The exercise ::
Find each line in the records below that contains the word "Target" and copy those lines in full.

Items ::
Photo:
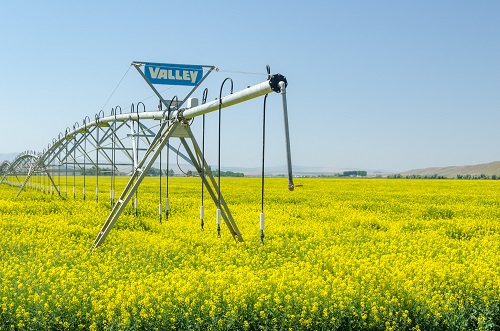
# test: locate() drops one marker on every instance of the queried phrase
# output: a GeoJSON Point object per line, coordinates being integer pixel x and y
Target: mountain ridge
{"type": "Point", "coordinates": [489, 169]}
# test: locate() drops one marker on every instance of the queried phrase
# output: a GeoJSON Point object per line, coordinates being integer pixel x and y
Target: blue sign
{"type": "Point", "coordinates": [173, 74]}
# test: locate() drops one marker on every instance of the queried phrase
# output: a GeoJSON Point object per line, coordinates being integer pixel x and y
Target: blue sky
{"type": "Point", "coordinates": [390, 85]}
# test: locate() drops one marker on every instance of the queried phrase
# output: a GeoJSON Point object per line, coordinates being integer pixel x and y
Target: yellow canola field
{"type": "Point", "coordinates": [339, 254]}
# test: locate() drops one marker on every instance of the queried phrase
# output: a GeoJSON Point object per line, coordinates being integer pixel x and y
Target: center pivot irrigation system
{"type": "Point", "coordinates": [95, 143]}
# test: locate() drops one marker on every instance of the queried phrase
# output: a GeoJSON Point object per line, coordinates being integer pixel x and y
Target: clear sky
{"type": "Point", "coordinates": [387, 85]}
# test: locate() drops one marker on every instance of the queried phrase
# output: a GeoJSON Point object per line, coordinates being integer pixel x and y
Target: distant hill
{"type": "Point", "coordinates": [492, 168]}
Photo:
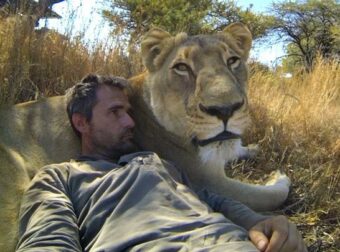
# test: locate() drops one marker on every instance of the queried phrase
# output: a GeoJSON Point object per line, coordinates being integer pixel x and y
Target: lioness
{"type": "Point", "coordinates": [190, 107]}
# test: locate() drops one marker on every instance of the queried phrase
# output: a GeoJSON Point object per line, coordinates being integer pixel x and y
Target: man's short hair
{"type": "Point", "coordinates": [82, 97]}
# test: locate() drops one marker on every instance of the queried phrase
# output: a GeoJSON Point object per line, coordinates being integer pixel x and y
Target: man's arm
{"type": "Point", "coordinates": [47, 219]}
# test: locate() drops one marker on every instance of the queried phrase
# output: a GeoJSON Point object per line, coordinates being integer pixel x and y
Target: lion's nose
{"type": "Point", "coordinates": [222, 112]}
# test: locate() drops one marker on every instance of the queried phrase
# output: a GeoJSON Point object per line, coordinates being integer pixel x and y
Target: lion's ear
{"type": "Point", "coordinates": [152, 46]}
{"type": "Point", "coordinates": [242, 35]}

Output for this task ::
Target: mountain ridge
Target: blue sign
Target: blue sky
Target: yellow canola field
Target: center pivot irrigation system
Target: clear sky
Target: distant hill
Target: lioness
Target: man's short hair
Target: man's arm
Target: lion's nose
Target: lion's ear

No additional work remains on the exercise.